> **JOB A**
Which lines of the records below contain the word "wearing"? Extract every one of them.

— Begin DOCUMENT —

Very few regression testing techniques included in this study have used information related to requirements (such as the importance of required functionality for the customer). Only two papers explicitly make use of information regarding the requirements (Krishnamoorthi and Mary 2009; Li and Boehm 2013). Such information can be coupled with requirement coverage (i.e., the number of requirements exercised by a test case) to optimise regression testing with respect to the actual operational use of the SUT (Krishnamoorthi and Mary 2009; Tahvili et al. 2016).

The information about several attributes of requirements such as their priority and the complexity of their implementation are stored in requirement management systems. However, the information regarding requirement coverage may as well be stored in the test management system with respect to their corresponding test cases.

— End DOCUMENT —

> **JOB B**
Can you duplicate the passage on regression testing word for word, starting at "Very few regression" and ending at "et al. 2016)."?

— Begin SOURCE MATERIAL —

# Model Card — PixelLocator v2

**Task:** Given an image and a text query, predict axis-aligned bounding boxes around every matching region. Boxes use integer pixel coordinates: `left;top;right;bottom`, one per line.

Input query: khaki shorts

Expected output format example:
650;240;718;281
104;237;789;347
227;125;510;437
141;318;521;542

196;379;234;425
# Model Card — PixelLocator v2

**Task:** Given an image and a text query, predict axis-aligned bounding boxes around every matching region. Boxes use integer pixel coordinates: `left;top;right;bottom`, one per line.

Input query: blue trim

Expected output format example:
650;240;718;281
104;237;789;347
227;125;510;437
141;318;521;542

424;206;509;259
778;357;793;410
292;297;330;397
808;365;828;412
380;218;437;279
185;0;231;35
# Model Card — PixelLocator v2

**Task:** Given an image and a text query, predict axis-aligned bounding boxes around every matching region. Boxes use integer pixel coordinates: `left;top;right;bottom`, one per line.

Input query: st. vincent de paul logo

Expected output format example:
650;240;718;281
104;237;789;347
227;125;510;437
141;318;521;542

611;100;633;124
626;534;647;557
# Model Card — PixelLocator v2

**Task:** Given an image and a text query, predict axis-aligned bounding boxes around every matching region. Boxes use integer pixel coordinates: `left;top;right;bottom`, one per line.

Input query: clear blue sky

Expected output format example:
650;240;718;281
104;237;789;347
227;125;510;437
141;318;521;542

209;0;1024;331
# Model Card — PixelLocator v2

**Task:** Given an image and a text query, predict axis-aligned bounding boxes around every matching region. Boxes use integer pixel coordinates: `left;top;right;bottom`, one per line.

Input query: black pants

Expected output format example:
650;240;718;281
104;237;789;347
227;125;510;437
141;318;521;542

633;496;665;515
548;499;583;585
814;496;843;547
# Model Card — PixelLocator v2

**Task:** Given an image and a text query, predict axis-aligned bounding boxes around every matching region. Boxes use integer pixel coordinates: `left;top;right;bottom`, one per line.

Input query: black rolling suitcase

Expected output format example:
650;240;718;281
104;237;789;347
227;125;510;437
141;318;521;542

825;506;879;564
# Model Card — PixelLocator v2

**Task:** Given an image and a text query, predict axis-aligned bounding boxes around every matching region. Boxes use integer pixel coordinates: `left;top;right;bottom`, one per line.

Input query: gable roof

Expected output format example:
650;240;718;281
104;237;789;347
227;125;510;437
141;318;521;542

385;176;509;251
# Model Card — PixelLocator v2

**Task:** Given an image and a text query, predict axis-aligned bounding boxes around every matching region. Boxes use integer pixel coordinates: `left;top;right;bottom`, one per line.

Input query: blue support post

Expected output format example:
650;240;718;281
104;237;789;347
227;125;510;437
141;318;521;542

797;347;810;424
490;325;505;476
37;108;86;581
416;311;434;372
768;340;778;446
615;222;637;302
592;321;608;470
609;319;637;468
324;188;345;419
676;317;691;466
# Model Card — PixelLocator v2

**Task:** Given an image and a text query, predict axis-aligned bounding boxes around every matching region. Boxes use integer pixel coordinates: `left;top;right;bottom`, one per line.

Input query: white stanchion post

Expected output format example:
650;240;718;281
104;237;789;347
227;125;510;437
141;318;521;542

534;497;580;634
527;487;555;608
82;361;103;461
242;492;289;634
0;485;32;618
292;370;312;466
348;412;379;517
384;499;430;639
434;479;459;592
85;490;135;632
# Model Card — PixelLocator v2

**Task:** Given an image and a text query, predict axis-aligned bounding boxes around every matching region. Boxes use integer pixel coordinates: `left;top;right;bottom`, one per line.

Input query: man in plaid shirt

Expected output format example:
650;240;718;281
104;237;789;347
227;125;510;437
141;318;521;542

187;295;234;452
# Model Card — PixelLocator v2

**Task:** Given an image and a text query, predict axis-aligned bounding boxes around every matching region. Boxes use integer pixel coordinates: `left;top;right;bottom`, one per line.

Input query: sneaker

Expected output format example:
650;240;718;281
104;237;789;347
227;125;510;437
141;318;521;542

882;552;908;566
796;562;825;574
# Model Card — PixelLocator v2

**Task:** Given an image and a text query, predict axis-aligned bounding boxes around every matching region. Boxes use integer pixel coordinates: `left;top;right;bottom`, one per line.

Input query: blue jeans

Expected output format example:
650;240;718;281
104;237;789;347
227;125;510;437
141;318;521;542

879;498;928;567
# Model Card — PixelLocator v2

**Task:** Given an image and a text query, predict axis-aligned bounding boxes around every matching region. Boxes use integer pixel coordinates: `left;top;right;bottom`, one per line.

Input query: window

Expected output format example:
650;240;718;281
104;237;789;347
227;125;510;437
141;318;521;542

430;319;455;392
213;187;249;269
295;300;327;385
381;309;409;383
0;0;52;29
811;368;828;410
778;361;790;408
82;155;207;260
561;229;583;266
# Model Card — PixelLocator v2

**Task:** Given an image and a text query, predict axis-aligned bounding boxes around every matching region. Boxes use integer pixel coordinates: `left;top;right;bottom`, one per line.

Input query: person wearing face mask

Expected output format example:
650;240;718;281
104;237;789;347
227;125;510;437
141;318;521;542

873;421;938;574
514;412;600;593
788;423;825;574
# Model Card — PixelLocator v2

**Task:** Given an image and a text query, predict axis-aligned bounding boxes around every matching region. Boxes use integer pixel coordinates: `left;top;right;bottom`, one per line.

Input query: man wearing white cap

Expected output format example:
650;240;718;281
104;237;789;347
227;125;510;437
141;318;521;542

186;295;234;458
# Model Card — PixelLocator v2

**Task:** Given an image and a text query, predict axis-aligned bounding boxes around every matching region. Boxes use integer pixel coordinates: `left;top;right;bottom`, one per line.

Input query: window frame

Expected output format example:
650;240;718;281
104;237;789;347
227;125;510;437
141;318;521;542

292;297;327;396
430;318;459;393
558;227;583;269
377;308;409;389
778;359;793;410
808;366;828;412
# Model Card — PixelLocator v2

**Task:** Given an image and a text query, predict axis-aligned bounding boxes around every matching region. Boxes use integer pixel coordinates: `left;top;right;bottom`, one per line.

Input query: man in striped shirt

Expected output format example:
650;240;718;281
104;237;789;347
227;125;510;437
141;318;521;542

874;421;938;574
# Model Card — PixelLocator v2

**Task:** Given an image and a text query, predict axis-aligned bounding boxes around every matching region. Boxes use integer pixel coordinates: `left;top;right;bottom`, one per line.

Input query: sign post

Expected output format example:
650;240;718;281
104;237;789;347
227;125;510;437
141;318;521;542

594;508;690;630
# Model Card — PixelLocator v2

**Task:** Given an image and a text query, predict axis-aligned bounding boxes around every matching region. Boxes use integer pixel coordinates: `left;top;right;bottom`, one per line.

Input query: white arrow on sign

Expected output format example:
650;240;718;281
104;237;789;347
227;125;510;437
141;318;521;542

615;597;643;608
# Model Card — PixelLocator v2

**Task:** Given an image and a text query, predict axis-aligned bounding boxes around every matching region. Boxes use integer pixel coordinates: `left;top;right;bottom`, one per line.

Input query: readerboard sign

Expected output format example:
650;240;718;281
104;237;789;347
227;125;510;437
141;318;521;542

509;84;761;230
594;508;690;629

— End SOURCE MATERIAL —

> **EXERCISE ANSWER A**
Input query: person wearing face mask
Input query: man wearing white cap

> **EXERCISE ANSWER B**
Very few regression testing techniques included in this study have used information related to requirements (such as the importance of required functionality for the customer). Only two papers explicitly make use of information regarding the requirements (Krishnamoorthi and Mary 2009; Li and Boehm 2013). Such information can be coupled with requirement coverage (i.e., the number of requirements exercised by a test case) to optimise regression testing with respect to the actual operational use of the SUT (Krishnamoorthi and Mary 2009; Tahvili et al. 2016).